# TASK TO COMPLETE
Copy the following data verbatim, beginning at the line that contains "the airport ground" and stopping after the line that contains "column 494, row 517".

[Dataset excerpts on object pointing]
** begin **
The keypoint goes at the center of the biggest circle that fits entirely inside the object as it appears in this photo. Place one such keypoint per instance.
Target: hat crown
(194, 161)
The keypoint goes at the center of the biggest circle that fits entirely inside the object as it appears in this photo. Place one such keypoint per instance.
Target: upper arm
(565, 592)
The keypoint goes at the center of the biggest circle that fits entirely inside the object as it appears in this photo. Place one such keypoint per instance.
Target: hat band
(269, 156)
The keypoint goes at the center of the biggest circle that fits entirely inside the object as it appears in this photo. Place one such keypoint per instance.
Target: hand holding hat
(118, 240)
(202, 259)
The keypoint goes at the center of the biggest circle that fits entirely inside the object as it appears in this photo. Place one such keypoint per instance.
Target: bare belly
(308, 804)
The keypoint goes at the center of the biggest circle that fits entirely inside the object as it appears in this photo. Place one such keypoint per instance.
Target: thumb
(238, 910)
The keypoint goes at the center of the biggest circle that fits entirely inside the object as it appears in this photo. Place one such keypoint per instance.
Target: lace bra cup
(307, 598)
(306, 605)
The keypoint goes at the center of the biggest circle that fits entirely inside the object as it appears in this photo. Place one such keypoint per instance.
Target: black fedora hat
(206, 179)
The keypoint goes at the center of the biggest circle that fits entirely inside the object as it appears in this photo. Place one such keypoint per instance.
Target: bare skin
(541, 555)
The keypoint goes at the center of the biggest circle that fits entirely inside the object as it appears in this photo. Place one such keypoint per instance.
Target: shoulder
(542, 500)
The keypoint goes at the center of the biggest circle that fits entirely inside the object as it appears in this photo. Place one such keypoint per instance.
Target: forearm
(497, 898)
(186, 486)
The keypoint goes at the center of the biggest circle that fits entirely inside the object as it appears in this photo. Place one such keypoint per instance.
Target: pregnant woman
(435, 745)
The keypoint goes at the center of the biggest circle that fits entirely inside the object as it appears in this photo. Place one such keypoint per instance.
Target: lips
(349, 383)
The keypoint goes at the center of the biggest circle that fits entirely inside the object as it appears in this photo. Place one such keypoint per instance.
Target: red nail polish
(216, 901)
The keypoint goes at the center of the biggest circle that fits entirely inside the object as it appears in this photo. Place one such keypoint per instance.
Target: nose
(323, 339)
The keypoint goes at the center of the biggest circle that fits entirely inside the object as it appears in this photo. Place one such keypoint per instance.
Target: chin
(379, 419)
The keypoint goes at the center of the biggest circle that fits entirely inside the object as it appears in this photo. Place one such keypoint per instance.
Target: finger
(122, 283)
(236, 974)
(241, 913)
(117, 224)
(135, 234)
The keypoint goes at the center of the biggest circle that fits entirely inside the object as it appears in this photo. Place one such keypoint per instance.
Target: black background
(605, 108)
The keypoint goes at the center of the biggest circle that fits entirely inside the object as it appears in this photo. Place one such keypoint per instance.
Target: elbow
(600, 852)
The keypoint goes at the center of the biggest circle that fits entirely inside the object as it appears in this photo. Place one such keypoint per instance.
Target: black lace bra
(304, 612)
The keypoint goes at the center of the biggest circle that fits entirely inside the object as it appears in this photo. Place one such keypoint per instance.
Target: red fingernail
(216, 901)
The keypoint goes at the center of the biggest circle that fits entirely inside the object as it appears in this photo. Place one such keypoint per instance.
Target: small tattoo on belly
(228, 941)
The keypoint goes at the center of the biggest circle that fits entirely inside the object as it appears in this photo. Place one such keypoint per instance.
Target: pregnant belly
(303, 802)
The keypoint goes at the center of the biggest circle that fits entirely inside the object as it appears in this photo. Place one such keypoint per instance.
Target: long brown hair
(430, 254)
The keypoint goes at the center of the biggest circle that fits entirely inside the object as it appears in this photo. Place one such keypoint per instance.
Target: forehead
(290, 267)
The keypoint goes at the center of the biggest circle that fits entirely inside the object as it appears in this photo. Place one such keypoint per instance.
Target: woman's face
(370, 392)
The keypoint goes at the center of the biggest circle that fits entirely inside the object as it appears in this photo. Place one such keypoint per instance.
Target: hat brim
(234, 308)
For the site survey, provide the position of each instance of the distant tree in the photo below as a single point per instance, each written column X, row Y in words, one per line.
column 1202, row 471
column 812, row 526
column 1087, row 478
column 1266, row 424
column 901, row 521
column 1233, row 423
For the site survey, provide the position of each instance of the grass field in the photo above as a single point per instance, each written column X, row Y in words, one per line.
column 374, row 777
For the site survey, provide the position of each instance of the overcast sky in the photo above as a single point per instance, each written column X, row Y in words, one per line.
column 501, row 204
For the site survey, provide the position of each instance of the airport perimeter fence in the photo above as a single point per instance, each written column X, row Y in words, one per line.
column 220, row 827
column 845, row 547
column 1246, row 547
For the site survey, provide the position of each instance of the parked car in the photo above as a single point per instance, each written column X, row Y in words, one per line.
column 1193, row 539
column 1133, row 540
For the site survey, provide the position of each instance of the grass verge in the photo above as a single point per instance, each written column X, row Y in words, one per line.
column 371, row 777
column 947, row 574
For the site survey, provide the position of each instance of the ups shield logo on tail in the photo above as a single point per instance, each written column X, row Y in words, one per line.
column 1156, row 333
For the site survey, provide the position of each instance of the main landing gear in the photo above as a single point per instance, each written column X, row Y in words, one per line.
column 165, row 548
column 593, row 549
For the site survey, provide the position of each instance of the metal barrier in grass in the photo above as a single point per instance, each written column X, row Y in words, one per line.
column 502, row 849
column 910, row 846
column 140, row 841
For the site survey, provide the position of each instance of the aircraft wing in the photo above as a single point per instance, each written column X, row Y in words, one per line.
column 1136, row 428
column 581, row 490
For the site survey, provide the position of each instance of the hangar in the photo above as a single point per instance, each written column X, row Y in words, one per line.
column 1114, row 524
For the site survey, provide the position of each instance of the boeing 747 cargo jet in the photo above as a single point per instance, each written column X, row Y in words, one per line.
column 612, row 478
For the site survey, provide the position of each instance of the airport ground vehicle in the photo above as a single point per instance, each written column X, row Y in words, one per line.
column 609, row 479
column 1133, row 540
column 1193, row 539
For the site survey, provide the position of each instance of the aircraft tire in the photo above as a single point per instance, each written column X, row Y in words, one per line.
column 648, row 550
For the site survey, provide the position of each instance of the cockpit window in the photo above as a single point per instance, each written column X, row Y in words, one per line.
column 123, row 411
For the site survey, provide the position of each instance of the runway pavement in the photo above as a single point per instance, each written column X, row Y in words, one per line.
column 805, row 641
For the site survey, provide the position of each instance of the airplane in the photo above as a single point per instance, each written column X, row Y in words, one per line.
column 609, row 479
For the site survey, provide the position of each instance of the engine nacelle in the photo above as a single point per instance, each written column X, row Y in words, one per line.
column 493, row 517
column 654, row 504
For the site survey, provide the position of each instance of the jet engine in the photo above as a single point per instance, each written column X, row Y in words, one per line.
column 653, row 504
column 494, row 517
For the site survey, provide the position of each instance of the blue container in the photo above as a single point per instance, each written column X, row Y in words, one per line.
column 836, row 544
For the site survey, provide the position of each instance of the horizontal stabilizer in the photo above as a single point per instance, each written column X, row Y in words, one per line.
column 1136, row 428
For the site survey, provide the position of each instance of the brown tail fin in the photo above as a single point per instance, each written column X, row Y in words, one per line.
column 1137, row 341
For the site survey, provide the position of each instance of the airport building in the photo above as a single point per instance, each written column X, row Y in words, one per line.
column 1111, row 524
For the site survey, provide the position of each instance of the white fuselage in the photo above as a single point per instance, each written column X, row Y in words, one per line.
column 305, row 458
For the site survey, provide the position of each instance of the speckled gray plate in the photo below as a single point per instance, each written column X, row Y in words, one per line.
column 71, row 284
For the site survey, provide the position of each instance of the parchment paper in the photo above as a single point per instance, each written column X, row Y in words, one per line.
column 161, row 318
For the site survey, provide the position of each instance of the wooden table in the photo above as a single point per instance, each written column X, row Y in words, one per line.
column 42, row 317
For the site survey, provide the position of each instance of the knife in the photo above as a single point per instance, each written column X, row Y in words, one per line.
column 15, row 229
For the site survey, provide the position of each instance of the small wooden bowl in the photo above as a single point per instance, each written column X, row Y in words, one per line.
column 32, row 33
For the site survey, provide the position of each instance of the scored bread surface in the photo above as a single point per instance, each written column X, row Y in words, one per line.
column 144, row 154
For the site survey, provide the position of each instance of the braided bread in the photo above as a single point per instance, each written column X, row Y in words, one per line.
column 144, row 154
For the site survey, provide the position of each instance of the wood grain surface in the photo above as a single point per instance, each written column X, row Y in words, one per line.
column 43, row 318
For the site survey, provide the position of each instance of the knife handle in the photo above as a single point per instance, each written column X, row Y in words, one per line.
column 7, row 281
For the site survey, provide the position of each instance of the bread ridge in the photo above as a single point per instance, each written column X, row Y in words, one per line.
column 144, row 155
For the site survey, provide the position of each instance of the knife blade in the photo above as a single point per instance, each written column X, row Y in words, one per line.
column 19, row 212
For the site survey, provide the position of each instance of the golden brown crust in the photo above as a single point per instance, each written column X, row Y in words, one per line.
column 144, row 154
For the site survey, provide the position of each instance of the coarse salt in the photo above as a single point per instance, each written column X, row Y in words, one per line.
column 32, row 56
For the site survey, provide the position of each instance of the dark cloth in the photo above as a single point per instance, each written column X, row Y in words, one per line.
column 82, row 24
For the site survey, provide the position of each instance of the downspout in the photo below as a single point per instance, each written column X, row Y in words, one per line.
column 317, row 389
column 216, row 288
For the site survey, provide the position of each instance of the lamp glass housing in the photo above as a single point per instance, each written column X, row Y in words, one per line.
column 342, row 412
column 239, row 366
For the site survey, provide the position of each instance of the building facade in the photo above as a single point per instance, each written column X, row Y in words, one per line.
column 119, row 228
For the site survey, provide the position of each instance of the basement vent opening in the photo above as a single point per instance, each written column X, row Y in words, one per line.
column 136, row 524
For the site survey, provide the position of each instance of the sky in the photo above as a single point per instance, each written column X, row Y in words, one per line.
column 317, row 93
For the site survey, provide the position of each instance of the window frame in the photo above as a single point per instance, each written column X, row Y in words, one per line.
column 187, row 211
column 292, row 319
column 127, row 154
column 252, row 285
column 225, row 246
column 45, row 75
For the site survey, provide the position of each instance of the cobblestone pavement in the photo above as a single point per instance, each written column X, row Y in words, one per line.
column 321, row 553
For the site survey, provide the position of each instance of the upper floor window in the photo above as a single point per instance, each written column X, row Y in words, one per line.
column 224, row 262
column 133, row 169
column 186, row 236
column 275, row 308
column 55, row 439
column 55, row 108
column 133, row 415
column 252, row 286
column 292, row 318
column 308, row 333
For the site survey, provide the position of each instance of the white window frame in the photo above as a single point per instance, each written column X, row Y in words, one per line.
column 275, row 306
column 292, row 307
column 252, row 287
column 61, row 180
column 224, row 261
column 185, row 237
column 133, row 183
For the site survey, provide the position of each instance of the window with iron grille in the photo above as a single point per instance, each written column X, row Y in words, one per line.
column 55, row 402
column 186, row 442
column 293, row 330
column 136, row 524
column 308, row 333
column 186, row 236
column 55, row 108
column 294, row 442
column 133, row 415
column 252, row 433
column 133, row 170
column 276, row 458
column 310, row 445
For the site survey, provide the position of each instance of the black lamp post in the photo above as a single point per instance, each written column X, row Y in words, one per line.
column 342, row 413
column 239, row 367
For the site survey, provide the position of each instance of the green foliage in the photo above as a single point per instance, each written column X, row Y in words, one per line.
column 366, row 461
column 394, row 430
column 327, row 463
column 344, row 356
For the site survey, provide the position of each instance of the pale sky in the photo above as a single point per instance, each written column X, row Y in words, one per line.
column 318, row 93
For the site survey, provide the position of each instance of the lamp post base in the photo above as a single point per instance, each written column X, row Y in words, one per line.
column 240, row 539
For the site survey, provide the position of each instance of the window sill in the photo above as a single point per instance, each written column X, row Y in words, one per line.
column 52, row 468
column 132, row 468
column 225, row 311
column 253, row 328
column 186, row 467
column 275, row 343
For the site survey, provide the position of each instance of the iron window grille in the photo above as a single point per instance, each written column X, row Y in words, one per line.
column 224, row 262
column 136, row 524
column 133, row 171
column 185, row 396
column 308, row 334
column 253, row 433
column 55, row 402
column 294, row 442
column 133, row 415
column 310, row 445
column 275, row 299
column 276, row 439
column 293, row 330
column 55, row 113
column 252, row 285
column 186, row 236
** end **
# RESPONSE TO THIS EXERCISE
For the site survey, provide the position of each instance of the airport ground vehicle in the photo above as a single point per instance, each written column X, row Y in words, one per line.
column 609, row 479
column 1133, row 540
column 1193, row 539
For the site survey, provide the position of each instance of the aircraft tire in the photo above as a single point per instance, each written column X, row Y in words, one per line.
column 648, row 550
For the site survey, provide the position of each instance of the cockpit window in the photo above as a single point per instance, each written column X, row Y in words, one per line.
column 123, row 411
For the site survey, provide the position of each instance of the runway pavement in the photo above as a single point per instance, each written column X, row Y in words, one per line.
column 805, row 641
For the site survey, provide the position of each instance of the airplane in the photo above as a single point per instance, each written column X, row Y in words, one per line.
column 609, row 479
For the site survey, provide the position of each instance of the engine nacelle in the photo above as a single point per instance, each written column X, row Y in words, one per line.
column 493, row 517
column 654, row 504
For the site survey, provide the position of each instance of the jet engine in the photo above as a single point per instance, each written column X, row Y in words, one per line.
column 653, row 504
column 494, row 517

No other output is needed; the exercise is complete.